■ Provided passage:
Jailing people because they can not afford to post money bail amounts to wealth-based detention that violates well-established norms of fairness and constitutional principles.

One of the most basic principles underlying our criminal justice system is the presumption of innocence: that one is “innocent until proven guilty.” Keeping people in jail solely because of their poverty before they have been found guilty of any offense flips this fundamental presumption on its head.

Cash bail allows people with financial means to purchase their freedom, while those without cash remain incarcerated. Freedom from incarceration should not depend on one’s wealth.

Cash bail is the leading cause of the mass incarceration crisis in the United States

The United States is one of only two nations in the world that use cash bail; the other is the Philippines. Most other common law countries criminalize the practice of requiring money in exchange for pretrial liberty.

Nationwide, 62 percent of people held in jail have not been sentenced, the majority of these people, who should be presumed innocent, are held because they cannot pay cash bail. The United States has more people -- 526,000 -- detained pretrial than most countries have in their jails and prisons combined. In the past three decades, both the use of cash bail and the amount of money assigned as bail has risen steeply.  

Nationally, from 1990 to 2009, the the number of people charged with a crime who were assigned cash bail rose from 37 percent to 61 percent and the average bail amount doubled from $25,000 to $55,400.

Pennsylvania has also seen a steep rise in the number of people incarcerated pre-trial.

Cash bail has devastating impacts on individuals, families, and communities

Pretrial detention caused a major disruption for the detained individual and their families. Many people held in pretrial detention will lose their job, even if only detained for a relatively short period. People held in pretrial detention may also lose their housing. A recent survey of women in pretrial detention in Massachusetts found that almost half were at risk of losing their home through non-payment of rent or eviction as a result of their detention. Pretrial detention could prevent individuals from paying child support and can threaten custody arrangements. There is also evidence that incarceration contributes to food instability for families of incarcerated people.

■ Things to do:
- A) According to the cash bail passage, which nation besides the United States uses cash bail?
- B) Rewrite the part of the cash bail passage that opens with "Jailing people because" and closes with "on its head.", changing "poverty" to "lack of money".
Rely only on the cash bail passage.

■ Supplied material:
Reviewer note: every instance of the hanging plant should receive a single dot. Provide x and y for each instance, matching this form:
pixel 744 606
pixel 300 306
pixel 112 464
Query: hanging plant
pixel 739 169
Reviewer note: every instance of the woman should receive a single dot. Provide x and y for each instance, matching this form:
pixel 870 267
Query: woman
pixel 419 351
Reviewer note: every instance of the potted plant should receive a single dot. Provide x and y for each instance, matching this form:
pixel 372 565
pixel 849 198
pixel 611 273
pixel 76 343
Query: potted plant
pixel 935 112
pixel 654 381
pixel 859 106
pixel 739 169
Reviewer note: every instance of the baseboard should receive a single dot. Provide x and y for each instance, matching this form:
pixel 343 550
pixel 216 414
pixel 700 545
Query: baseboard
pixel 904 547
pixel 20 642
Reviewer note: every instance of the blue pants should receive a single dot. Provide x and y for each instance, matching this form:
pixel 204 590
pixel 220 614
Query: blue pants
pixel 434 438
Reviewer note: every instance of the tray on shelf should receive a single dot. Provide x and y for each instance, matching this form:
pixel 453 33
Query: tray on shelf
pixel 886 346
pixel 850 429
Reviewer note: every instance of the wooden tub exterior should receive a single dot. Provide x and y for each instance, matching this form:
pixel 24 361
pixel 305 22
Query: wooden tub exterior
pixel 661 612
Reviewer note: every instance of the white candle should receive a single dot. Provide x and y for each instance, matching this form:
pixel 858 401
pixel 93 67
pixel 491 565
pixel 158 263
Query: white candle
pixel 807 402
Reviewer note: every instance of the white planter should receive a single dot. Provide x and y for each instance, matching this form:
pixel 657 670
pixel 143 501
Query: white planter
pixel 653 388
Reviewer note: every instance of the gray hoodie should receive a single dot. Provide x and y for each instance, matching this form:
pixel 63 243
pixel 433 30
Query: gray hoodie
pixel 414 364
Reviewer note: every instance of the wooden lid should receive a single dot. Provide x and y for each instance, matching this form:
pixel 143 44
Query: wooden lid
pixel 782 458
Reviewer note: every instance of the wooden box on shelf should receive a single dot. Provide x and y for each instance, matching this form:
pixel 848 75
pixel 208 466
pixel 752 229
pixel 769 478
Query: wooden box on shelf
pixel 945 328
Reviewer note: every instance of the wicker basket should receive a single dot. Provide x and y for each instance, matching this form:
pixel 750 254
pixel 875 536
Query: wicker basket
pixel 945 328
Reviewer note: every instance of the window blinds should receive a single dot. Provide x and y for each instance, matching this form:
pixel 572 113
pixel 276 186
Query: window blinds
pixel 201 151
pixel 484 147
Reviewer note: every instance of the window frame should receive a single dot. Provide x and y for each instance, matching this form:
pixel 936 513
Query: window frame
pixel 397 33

■ Responses in order:
- A) The Philippines.

- B)
Jailing people because they can not afford to post money bail amounts to wealth-based detention that violates well-established norms of fairness and constitutional principles.

One of the most basic principles underlying our criminal justice system is the presumption of innocence: that one is “innocent until proven guilty.” Keeping people in jail solely because of their lack of money before they have been found guilty of any offense flips this fundamental presumption on its head.